Records contained in a dataset:
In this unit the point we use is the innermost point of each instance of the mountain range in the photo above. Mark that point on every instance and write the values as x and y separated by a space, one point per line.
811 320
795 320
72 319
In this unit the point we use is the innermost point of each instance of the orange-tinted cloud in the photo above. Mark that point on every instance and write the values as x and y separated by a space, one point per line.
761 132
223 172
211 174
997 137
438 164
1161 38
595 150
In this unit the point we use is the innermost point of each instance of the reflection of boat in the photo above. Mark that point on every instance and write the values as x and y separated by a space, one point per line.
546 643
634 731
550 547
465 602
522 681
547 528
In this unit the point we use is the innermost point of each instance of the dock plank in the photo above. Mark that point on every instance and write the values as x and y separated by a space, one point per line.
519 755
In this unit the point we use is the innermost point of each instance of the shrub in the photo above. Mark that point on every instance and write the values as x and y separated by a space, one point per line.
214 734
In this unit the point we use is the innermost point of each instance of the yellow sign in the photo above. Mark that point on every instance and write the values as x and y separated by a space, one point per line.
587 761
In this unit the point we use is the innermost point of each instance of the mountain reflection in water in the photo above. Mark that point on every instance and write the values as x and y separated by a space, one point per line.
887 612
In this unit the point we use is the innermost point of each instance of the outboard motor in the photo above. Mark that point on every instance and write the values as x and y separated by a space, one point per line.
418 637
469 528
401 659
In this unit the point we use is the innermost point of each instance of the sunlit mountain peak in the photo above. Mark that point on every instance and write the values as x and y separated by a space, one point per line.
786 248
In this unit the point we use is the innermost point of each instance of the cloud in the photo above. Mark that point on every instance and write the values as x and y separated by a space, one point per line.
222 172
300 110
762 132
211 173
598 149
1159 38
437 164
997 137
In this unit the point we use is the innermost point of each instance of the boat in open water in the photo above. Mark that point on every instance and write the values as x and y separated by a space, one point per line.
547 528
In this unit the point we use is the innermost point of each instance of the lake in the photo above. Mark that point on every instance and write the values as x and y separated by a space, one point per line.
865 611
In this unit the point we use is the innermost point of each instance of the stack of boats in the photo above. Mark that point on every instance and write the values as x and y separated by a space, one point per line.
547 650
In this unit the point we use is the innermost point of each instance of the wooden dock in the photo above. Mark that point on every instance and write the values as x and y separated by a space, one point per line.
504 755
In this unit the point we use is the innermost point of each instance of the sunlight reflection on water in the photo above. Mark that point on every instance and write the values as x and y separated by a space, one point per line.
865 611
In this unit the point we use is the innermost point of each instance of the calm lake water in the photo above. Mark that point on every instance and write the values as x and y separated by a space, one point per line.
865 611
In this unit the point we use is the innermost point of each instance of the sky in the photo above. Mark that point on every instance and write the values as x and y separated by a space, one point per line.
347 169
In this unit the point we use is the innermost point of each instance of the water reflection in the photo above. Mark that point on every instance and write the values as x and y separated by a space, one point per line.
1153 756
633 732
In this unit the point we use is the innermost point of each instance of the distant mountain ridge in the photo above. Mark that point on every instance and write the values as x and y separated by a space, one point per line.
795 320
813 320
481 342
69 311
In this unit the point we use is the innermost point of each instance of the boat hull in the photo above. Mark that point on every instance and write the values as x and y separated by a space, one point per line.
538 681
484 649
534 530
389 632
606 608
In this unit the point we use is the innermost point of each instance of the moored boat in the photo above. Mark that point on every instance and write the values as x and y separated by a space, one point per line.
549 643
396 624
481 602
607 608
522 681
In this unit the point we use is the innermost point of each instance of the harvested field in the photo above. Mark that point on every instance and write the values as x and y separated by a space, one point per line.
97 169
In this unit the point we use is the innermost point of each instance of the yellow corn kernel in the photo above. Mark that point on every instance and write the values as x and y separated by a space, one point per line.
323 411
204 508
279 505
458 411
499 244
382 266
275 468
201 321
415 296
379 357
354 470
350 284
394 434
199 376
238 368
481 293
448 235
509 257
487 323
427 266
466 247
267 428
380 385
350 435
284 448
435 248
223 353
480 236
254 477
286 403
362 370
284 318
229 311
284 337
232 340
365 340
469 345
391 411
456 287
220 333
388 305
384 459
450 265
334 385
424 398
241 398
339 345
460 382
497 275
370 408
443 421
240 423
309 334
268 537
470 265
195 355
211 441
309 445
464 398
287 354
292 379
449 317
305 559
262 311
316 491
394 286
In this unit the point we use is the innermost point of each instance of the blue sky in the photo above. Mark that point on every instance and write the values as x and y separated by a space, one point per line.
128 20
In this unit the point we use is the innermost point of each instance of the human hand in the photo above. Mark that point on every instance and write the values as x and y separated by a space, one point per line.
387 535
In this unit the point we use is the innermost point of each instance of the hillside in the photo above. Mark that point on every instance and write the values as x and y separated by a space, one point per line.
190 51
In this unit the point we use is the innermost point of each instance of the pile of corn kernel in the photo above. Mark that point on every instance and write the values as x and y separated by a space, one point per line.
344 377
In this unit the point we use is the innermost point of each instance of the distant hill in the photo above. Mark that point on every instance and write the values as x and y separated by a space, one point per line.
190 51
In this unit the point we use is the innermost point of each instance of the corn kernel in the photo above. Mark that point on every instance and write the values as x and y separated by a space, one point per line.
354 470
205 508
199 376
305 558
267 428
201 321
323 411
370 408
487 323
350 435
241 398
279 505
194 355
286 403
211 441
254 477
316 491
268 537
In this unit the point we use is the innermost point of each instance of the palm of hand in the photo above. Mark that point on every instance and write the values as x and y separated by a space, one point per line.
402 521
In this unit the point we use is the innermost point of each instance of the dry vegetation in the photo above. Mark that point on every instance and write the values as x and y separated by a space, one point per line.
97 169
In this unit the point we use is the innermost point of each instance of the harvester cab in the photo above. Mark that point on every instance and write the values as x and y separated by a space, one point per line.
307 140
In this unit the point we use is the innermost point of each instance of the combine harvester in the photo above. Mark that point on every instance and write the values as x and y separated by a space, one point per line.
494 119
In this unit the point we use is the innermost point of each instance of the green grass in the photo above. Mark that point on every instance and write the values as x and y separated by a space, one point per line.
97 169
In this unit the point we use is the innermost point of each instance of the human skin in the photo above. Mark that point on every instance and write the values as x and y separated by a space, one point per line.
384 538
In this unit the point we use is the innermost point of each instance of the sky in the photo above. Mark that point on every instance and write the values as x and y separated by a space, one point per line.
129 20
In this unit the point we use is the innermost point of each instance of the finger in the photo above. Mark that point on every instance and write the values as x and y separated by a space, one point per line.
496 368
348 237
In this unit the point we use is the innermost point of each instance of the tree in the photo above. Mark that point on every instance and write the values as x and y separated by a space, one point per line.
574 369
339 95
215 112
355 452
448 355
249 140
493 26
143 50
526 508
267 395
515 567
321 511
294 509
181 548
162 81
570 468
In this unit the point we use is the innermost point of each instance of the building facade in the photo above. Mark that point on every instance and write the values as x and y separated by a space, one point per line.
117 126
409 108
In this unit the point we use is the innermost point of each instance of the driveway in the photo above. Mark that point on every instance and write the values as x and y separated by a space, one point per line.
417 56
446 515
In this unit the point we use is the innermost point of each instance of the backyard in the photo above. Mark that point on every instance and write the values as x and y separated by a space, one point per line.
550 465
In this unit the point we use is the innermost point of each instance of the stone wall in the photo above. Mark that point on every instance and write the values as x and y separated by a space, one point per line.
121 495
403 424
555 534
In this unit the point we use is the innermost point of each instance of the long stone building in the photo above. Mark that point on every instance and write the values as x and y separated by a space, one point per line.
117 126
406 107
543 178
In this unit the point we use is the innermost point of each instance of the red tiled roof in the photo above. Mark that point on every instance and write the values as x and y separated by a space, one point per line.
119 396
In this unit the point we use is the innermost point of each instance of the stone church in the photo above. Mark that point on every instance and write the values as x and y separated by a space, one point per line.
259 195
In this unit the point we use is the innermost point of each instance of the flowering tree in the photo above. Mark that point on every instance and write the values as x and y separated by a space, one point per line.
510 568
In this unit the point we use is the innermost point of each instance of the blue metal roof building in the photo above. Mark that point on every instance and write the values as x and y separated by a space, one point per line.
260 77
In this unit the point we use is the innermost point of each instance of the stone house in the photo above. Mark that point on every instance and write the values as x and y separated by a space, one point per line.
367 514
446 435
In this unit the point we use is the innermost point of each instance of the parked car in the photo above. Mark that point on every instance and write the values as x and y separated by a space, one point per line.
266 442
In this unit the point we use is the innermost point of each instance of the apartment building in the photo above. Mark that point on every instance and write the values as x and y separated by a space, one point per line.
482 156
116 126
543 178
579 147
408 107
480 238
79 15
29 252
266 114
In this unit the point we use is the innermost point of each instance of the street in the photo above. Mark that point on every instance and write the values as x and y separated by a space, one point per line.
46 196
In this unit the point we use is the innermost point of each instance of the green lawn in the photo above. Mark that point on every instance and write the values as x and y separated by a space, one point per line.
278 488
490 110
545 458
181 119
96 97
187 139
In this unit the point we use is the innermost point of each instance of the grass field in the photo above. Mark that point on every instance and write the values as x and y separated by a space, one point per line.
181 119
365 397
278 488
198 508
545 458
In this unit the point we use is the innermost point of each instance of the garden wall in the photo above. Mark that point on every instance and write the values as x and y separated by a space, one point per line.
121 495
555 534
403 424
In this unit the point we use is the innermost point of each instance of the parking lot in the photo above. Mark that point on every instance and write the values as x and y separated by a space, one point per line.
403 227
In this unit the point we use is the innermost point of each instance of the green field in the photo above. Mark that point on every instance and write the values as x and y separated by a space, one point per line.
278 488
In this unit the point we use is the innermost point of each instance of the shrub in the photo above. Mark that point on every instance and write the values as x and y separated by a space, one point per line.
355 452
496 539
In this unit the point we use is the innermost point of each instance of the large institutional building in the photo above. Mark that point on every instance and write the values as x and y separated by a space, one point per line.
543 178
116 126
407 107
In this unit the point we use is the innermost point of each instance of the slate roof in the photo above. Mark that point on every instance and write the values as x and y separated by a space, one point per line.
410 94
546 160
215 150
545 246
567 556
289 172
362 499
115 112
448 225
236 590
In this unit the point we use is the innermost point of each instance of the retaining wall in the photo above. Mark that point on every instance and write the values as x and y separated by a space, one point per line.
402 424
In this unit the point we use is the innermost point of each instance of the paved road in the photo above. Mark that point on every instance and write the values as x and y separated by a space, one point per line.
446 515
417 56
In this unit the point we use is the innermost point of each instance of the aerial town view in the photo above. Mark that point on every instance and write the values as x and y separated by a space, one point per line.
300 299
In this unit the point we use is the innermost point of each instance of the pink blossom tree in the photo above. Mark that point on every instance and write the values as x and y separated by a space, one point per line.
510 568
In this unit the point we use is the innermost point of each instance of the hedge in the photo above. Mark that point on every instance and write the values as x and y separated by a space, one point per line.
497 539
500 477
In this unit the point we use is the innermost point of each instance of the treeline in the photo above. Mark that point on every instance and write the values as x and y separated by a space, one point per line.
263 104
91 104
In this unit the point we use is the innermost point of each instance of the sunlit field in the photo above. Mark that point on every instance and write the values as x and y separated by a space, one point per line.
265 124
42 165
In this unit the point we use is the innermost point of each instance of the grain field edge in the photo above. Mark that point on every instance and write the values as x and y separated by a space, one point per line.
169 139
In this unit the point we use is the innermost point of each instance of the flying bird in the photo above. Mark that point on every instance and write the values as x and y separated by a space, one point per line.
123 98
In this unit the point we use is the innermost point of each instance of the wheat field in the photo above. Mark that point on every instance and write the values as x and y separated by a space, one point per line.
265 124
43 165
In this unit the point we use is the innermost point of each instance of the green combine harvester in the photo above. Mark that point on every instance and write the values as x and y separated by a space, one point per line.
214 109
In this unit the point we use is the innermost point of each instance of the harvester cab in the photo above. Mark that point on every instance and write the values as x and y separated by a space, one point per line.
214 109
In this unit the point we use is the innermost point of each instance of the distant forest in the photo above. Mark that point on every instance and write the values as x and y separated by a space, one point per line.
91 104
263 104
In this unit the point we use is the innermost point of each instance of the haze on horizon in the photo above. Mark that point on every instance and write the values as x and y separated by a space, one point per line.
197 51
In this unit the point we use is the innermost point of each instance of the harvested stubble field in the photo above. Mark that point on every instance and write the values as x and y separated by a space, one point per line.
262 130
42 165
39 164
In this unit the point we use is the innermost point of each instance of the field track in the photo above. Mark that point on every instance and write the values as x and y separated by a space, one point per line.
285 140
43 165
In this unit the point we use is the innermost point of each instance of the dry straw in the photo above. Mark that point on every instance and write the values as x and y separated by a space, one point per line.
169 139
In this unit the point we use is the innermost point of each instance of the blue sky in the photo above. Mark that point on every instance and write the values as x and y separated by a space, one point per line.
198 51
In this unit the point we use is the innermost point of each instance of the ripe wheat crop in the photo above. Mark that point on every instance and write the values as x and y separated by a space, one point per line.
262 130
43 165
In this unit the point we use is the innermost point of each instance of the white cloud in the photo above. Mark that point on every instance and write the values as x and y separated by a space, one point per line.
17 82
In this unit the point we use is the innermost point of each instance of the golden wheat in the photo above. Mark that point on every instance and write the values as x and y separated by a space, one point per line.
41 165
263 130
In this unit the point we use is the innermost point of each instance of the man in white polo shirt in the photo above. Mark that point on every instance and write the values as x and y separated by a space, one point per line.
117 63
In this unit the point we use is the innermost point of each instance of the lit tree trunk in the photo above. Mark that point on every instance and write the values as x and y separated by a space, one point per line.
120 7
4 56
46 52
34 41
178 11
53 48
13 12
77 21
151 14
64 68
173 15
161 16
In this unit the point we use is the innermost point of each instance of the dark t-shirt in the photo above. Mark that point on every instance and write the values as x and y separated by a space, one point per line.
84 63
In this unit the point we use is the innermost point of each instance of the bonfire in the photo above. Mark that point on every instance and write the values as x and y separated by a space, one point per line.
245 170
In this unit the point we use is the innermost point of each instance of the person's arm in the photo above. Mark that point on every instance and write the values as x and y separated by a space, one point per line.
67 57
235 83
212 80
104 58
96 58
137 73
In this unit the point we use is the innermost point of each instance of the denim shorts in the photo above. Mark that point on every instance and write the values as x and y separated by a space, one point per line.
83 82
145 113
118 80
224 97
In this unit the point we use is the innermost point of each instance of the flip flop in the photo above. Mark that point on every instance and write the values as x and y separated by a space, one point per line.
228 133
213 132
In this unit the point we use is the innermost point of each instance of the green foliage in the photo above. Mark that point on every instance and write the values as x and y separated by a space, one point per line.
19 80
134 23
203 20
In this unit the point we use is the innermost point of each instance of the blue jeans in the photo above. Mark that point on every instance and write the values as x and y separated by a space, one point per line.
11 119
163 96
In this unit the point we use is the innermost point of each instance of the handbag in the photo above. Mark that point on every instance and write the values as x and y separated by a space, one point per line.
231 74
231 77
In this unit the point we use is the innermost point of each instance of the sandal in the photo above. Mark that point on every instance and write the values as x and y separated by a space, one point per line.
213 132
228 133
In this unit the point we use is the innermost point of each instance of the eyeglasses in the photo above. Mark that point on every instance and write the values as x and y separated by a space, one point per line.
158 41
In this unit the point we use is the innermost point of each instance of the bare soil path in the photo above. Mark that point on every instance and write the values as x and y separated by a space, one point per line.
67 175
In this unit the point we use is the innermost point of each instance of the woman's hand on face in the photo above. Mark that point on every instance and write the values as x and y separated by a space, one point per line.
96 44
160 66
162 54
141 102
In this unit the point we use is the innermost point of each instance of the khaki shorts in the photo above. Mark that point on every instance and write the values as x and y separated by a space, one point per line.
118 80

> **Task**
With both ends included, please retype exactly the lines from the line containing "of the khaki" to the final line of the data.

> **Response area**
In this unit the point we use is the innermost point of each instance of the khaki shorts in the photo above. Mark that point on every instance and write the values as x and y separated by a space, one point per line.
118 80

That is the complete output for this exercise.